AIM>
Copy the lines below character for character, leaving nothing out and changing nothing.

========================================

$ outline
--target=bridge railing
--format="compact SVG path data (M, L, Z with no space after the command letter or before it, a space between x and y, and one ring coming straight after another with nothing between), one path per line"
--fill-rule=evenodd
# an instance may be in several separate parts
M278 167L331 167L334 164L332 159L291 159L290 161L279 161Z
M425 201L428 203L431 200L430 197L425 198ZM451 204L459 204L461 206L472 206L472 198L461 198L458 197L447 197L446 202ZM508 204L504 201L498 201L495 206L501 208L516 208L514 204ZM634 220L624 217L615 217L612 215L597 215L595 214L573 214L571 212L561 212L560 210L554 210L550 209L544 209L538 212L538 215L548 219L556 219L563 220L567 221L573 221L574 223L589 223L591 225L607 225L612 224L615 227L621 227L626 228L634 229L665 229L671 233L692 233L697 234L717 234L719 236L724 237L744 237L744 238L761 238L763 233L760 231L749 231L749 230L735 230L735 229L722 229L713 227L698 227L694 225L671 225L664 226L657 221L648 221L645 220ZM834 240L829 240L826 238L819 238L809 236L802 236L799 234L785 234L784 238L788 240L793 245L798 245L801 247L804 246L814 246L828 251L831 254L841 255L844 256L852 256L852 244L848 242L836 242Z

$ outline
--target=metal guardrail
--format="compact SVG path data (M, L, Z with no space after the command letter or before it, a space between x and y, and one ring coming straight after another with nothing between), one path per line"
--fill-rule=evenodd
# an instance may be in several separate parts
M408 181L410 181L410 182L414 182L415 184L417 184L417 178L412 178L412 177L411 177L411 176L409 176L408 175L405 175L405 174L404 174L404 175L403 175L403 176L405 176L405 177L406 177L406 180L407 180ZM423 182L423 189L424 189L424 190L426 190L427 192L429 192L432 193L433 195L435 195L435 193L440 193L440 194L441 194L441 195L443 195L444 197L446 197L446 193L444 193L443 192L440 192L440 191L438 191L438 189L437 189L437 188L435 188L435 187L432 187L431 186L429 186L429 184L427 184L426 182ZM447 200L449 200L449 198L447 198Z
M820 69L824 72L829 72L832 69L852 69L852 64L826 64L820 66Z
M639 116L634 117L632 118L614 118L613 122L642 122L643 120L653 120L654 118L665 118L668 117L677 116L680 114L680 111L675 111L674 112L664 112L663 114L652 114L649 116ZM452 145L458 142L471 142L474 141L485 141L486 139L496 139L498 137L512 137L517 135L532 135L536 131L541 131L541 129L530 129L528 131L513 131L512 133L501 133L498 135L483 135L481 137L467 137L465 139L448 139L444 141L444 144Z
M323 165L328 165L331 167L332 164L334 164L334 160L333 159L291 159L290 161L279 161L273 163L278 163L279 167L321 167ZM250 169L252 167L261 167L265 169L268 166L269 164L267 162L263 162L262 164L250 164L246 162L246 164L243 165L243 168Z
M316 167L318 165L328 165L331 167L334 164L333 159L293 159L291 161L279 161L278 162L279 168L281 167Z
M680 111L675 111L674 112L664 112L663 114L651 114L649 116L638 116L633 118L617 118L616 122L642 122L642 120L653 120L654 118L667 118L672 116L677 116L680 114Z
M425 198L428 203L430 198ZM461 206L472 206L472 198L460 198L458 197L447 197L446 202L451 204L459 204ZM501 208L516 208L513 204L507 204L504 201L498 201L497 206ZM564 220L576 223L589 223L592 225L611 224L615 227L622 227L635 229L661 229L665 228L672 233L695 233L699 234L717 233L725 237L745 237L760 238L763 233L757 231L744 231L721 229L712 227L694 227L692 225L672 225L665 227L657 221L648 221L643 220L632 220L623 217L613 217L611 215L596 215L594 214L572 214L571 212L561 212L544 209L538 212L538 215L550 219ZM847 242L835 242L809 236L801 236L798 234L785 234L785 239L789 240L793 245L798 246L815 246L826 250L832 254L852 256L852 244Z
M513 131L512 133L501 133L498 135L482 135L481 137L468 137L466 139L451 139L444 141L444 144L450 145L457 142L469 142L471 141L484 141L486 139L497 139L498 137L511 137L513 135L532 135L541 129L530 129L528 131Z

========================================

RESPONSE TO THIS TASK>
$ outline
--target=bridge railing
--format="compact SVG path data (M, L, Z with no space after the command letter or before it, a space between x and y, and one ring coming straight after another with nothing between), one path per line"
--fill-rule=evenodd
# an instance may be in several separate parts
M278 167L331 167L334 164L332 159L291 159L290 161L279 161Z
M425 201L428 203L431 200L430 197L425 198ZM451 204L459 204L461 206L472 206L472 198L461 198L458 197L447 197L446 202ZM508 204L504 201L498 201L495 206L501 208L516 208L514 204ZM634 220L624 217L615 217L612 215L597 215L595 214L573 214L571 212L561 212L560 210L554 210L550 209L544 209L538 212L538 215L548 219L556 219L563 220L567 221L573 221L574 223L589 223L591 225L607 225L612 224L615 227L621 227L626 228L634 229L665 229L671 233L692 233L697 234L717 234L719 236L724 237L744 237L744 238L761 238L763 233L760 231L749 231L749 230L735 230L735 229L722 229L713 227L698 227L694 225L671 225L664 226L657 221L648 221L645 220ZM834 240L829 240L826 238L819 238L809 236L802 236L799 234L785 234L784 238L788 240L793 245L798 245L801 247L804 246L814 246L828 251L831 254L841 255L844 256L852 256L852 244L848 242L836 242Z

$ outline
--target=metal guardrail
--format="compact SVG path data (M, L, Z with no space after the command letter or before it, a space between x and y, and one ring coming straight after another with nothing between), one path per line"
--fill-rule=evenodd
# an instance may be in several separate parts
M408 181L410 181L410 182L414 182L415 184L417 184L417 178L412 178L412 177L411 177L411 176L409 176L408 175L405 175L405 174L404 174L404 175L403 175L403 176L405 176L405 177L406 177L406 180L407 180ZM423 182L423 189L424 189L424 190L426 190L427 192L429 192L432 193L433 195L435 195L435 193L440 193L440 194L441 194L441 195L443 195L444 197L446 197L446 193L444 193L443 192L440 192L440 191L438 191L438 189L437 189L437 188L435 188L435 187L432 187L431 186L429 186L429 184L427 184L426 182ZM447 200L449 200L449 198L447 198Z
M820 69L824 72L829 72L832 69L852 69L852 64L826 64L820 66Z
M639 116L634 117L632 118L614 118L613 122L642 122L643 120L653 120L654 118L665 118L668 117L677 116L680 114L680 111L675 111L674 112L664 112L663 114L652 114L649 116ZM452 145L458 142L471 142L474 141L485 141L486 139L496 139L498 137L512 137L517 135L532 135L536 131L541 131L541 129L530 129L528 131L513 131L512 133L501 133L498 135L483 135L481 137L467 137L465 139L448 139L444 141L444 144Z
M323 165L328 165L331 167L332 164L334 164L334 160L333 159L291 159L290 161L279 161L273 163L278 163L279 167L321 167ZM250 169L252 167L261 167L265 169L268 166L269 164L267 162L263 162L262 164L250 164L246 162L246 164L243 165L243 168Z
M316 167L318 165L328 165L331 167L334 164L333 159L293 159L291 161L279 161L278 162L279 168L281 167Z
M680 111L675 111L674 112L664 112L663 114L651 114L649 116L638 116L633 118L617 118L616 122L642 122L642 120L653 120L654 118L667 118L672 116L677 116L680 114Z
M425 198L428 203L430 198ZM461 206L472 206L472 198L460 198L458 197L447 197L446 202L451 204L459 204ZM501 208L516 208L513 204L507 204L504 201L498 201L497 206ZM564 220L576 223L589 223L592 225L611 224L615 227L622 227L635 229L661 229L665 228L672 233L695 233L699 234L717 233L725 237L745 237L760 238L763 233L757 231L744 231L721 229L712 227L694 227L692 225L672 225L665 227L657 221L648 221L643 220L632 220L623 217L613 217L611 215L596 215L594 214L572 214L571 212L561 212L544 209L538 212L538 215L550 219ZM847 242L835 242L809 236L801 236L798 234L785 234L785 239L789 240L793 245L798 246L815 246L826 250L832 254L852 256L852 244Z
M513 131L512 133L501 133L498 135L482 135L481 137L468 137L466 139L451 139L444 141L444 144L450 145L457 142L469 142L471 141L484 141L486 139L497 139L498 137L511 137L513 135L532 135L541 129L530 129L528 131Z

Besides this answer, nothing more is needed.